- SHORT PROBLEM: Quote all entries in full, exactly.

- MATERIAL FOR THIS EXERCISE:

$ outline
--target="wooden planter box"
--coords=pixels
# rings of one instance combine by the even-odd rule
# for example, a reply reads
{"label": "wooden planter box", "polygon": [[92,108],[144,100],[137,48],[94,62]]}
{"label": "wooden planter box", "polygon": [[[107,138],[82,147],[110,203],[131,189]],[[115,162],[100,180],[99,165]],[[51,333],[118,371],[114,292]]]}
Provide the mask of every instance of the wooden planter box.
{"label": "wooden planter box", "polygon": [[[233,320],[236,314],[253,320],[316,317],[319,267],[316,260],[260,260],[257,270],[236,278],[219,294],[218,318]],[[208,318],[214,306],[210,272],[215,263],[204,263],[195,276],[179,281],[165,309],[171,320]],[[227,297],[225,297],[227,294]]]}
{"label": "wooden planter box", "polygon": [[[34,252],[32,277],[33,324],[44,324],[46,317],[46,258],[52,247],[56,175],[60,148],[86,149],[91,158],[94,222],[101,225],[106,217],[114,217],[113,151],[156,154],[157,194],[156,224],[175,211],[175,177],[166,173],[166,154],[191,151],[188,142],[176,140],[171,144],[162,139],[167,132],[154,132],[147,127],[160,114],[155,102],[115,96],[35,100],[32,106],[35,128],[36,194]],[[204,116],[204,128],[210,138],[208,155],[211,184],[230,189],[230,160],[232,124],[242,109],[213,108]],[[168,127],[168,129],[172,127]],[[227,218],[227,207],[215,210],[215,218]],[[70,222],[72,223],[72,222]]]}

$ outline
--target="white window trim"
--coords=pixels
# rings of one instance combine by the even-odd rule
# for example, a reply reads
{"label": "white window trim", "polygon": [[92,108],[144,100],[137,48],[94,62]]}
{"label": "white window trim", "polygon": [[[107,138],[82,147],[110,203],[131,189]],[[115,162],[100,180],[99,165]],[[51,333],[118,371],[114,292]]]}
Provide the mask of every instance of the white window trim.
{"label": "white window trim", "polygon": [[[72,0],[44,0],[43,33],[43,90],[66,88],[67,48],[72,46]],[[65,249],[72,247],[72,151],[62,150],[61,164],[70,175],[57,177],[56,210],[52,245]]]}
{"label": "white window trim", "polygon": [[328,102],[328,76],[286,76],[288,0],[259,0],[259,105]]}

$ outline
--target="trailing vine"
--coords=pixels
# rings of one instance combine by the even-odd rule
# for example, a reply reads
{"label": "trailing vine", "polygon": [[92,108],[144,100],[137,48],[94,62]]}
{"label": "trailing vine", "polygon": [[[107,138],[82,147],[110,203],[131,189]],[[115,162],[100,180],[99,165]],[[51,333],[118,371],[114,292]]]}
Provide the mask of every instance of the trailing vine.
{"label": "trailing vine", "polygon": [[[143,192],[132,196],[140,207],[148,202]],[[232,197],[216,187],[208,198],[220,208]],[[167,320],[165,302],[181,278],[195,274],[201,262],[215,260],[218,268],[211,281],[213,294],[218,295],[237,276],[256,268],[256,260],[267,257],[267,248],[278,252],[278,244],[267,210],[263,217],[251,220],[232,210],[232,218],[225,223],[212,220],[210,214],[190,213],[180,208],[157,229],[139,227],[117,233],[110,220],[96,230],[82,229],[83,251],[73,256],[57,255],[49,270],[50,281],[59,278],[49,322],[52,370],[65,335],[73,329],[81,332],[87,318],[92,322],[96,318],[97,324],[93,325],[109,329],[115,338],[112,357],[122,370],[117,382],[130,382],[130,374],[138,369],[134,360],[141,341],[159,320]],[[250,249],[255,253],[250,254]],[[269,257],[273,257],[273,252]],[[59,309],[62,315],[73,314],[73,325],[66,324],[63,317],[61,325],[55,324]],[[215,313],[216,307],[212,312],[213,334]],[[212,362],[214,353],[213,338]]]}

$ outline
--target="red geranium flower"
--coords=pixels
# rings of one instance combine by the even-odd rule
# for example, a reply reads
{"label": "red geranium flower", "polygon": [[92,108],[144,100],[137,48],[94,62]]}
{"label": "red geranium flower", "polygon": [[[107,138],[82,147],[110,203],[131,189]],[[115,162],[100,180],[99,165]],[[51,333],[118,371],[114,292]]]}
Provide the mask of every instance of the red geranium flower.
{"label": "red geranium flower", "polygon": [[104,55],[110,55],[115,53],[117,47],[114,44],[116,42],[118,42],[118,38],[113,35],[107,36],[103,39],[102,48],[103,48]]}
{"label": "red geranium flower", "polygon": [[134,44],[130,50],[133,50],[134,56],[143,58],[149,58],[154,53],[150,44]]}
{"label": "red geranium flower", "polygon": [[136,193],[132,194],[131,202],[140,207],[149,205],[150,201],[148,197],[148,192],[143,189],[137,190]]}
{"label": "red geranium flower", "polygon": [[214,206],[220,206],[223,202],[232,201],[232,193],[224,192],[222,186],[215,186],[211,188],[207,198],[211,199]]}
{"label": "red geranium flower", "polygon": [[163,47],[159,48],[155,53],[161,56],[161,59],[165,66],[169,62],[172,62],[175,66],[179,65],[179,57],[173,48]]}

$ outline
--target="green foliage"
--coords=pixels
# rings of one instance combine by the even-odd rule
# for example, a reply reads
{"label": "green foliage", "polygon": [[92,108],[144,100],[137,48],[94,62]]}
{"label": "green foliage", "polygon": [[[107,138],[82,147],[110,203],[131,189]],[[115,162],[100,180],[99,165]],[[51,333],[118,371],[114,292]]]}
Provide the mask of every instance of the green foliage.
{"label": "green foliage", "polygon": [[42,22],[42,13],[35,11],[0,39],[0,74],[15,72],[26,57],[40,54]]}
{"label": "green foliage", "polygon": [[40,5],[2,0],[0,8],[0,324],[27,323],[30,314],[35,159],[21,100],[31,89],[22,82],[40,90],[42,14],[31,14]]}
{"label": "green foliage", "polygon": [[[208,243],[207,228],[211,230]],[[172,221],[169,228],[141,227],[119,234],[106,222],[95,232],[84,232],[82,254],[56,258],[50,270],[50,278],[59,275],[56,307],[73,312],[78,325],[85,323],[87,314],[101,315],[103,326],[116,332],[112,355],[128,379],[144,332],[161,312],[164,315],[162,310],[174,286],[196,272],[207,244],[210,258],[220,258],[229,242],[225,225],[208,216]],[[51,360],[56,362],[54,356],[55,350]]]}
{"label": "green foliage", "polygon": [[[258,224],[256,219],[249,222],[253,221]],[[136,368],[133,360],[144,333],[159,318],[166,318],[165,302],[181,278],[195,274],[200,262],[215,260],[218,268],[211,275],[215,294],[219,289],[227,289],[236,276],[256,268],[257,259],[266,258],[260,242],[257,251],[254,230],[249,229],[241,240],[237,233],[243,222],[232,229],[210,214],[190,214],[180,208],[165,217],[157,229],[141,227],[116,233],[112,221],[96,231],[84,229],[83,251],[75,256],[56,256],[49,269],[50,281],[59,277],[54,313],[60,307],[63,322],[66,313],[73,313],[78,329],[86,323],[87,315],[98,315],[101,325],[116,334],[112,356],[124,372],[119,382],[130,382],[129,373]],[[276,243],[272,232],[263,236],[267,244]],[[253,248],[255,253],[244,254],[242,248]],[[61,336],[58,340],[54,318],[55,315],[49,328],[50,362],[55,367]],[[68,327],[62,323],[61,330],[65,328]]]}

- WRITTEN ANSWER:
$ outline
--target="wooden planter box"
--coords=pixels
# rings of one instance combine by the even-odd rule
# for example, a reply reads
{"label": "wooden planter box", "polygon": [[92,108],[144,100],[137,48],[94,62]]}
{"label": "wooden planter box", "polygon": [[[107,138],[82,147],[110,203],[131,189]],[[115,162],[100,180],[99,165]],[[51,333],[118,371],[114,292]]]}
Provide the mask of every instance of the wooden planter box.
{"label": "wooden planter box", "polygon": [[[233,320],[236,314],[253,320],[316,317],[319,267],[316,260],[260,260],[257,270],[236,278],[219,294],[218,318]],[[208,318],[214,306],[210,272],[215,263],[204,263],[195,276],[179,281],[165,309],[171,320]],[[227,297],[225,297],[227,294]]]}
{"label": "wooden planter box", "polygon": [[[34,252],[32,277],[33,324],[44,324],[46,317],[46,258],[52,247],[56,175],[60,148],[86,149],[91,158],[94,222],[101,225],[106,217],[114,217],[113,151],[156,154],[157,194],[156,224],[175,211],[175,177],[166,173],[166,154],[191,151],[188,142],[176,140],[171,144],[162,139],[167,132],[154,132],[147,127],[160,114],[155,102],[115,96],[35,100],[32,106],[35,128],[36,194]],[[204,116],[204,128],[210,138],[208,155],[211,184],[230,189],[230,160],[232,124],[242,109],[213,108]],[[168,127],[168,129],[172,127]],[[227,218],[227,207],[215,210],[215,218]],[[70,222],[72,223],[72,222]]]}

$ outline
--target="white window trim"
--coords=pixels
# rings of one instance combine by the even-odd rule
# for example, a reply reads
{"label": "white window trim", "polygon": [[92,108],[144,100],[137,48],[94,62]]}
{"label": "white window trim", "polygon": [[[107,138],[82,147],[110,203],[131,189]],[[115,162],[100,180],[99,165]],[[51,333],[118,371],[114,292]]]}
Provide the mask of every instance of the white window trim.
{"label": "white window trim", "polygon": [[[72,0],[44,0],[43,33],[43,90],[66,88],[67,48],[72,46]],[[65,249],[72,247],[72,151],[62,150],[61,164],[70,175],[57,177],[56,210],[52,245]]]}
{"label": "white window trim", "polygon": [[328,102],[328,76],[286,76],[288,0],[259,0],[259,105]]}

$ outline
--target="trailing vine"
--coords=pixels
# rings of one instance combine by the even-odd rule
# for example, a reply reads
{"label": "trailing vine", "polygon": [[92,108],[144,100],[137,48],[94,62]]}
{"label": "trailing vine", "polygon": [[[107,138],[82,147],[110,203],[131,189]],[[115,162],[100,180],[99,165]],[[51,333],[118,371],[114,292]]]}
Provide the mask of every instance of the trailing vine.
{"label": "trailing vine", "polygon": [[[143,192],[132,196],[140,207],[148,202]],[[232,197],[216,187],[208,198],[220,208]],[[167,320],[165,302],[181,278],[195,274],[201,262],[215,260],[218,268],[211,281],[213,294],[218,295],[237,276],[256,268],[256,260],[267,257],[267,248],[278,252],[278,244],[267,210],[263,217],[251,220],[232,210],[232,218],[225,223],[212,220],[210,214],[190,213],[180,208],[157,229],[139,227],[117,233],[110,220],[96,230],[82,229],[83,251],[73,256],[57,255],[49,270],[50,281],[59,278],[49,322],[52,370],[65,335],[73,329],[81,332],[87,318],[92,322],[96,318],[97,324],[93,325],[109,329],[115,338],[112,357],[122,370],[117,382],[130,382],[130,374],[138,369],[134,360],[141,341],[159,320]],[[250,249],[255,253],[250,254]],[[269,257],[273,257],[273,252]],[[59,309],[62,315],[73,314],[73,325],[66,324],[63,317],[61,325],[55,324]],[[215,313],[216,307],[212,312],[213,334]],[[212,362],[214,353],[213,338]]]}

$ outline
--target="red geranium flower"
--coords=pixels
# rings of one instance combine by the even-odd rule
# for example, a reply reads
{"label": "red geranium flower", "polygon": [[92,108],[144,100],[137,48],[94,62]]}
{"label": "red geranium flower", "polygon": [[[107,138],[82,147],[110,203],[131,189]],[[115,162],[100,180],[99,165]],[[51,333],[118,371],[114,292]]]}
Provide the mask of every instance of the red geranium flower.
{"label": "red geranium flower", "polygon": [[104,55],[110,55],[115,53],[117,47],[114,44],[116,42],[118,42],[118,38],[113,35],[107,36],[103,39],[102,48],[103,48]]}
{"label": "red geranium flower", "polygon": [[134,44],[130,50],[133,50],[134,56],[143,58],[149,58],[154,53],[150,44]]}
{"label": "red geranium flower", "polygon": [[136,193],[132,194],[131,202],[140,207],[149,205],[150,201],[148,197],[148,192],[143,189],[137,190]]}
{"label": "red geranium flower", "polygon": [[214,206],[220,206],[223,202],[232,201],[232,193],[224,192],[222,186],[215,186],[211,188],[207,198],[211,199]]}
{"label": "red geranium flower", "polygon": [[163,47],[159,48],[155,53],[161,56],[161,59],[165,66],[169,62],[172,62],[175,66],[179,65],[179,57],[173,48]]}

$ outline
--target="green foliage"
--coords=pixels
# rings of one instance combine by the even-odd rule
# for example, a reply reads
{"label": "green foliage", "polygon": [[92,108],[144,100],[137,48],[94,62]]}
{"label": "green foliage", "polygon": [[[107,138],[82,147],[110,203],[131,189]],[[115,162],[100,180],[99,165]],[[51,333],[118,371],[114,292]]]}
Provide the mask of every instance of the green foliage.
{"label": "green foliage", "polygon": [[42,22],[42,13],[35,11],[0,39],[0,74],[15,72],[26,57],[40,54]]}
{"label": "green foliage", "polygon": [[40,5],[2,0],[0,8],[0,324],[27,323],[30,314],[35,159],[21,100],[31,89],[22,82],[40,90],[42,14],[31,14]]}
{"label": "green foliage", "polygon": [[[208,243],[207,228],[211,230]],[[172,221],[169,228],[141,227],[119,234],[106,222],[95,232],[84,232],[82,254],[56,258],[50,270],[50,278],[59,275],[56,307],[73,312],[78,325],[85,323],[87,314],[101,315],[103,326],[116,332],[112,355],[128,379],[144,332],[161,312],[164,315],[162,310],[174,286],[196,272],[207,244],[210,258],[220,258],[229,242],[225,225],[208,216]],[[51,360],[56,362],[54,356],[55,350]]]}
{"label": "green foliage", "polygon": [[[258,224],[256,219],[249,222],[253,221]],[[136,368],[133,360],[144,333],[159,318],[166,318],[165,302],[181,278],[195,274],[200,262],[215,260],[218,268],[211,275],[215,294],[219,289],[227,289],[236,276],[256,268],[257,259],[266,258],[260,242],[257,251],[254,230],[249,229],[241,240],[237,233],[243,222],[232,229],[210,214],[190,214],[180,208],[165,217],[157,229],[141,227],[116,233],[112,221],[96,231],[84,229],[83,251],[75,256],[56,256],[49,269],[50,281],[59,277],[54,313],[60,307],[63,322],[66,313],[73,313],[78,329],[86,323],[87,315],[98,315],[101,325],[116,334],[112,356],[124,372],[119,382],[130,382],[129,373]],[[276,243],[272,232],[263,236],[267,244]],[[253,248],[255,253],[244,254],[242,248]],[[61,336],[58,340],[54,318],[55,315],[49,328],[50,362],[55,367]],[[68,327],[62,323],[61,330],[65,328]]]}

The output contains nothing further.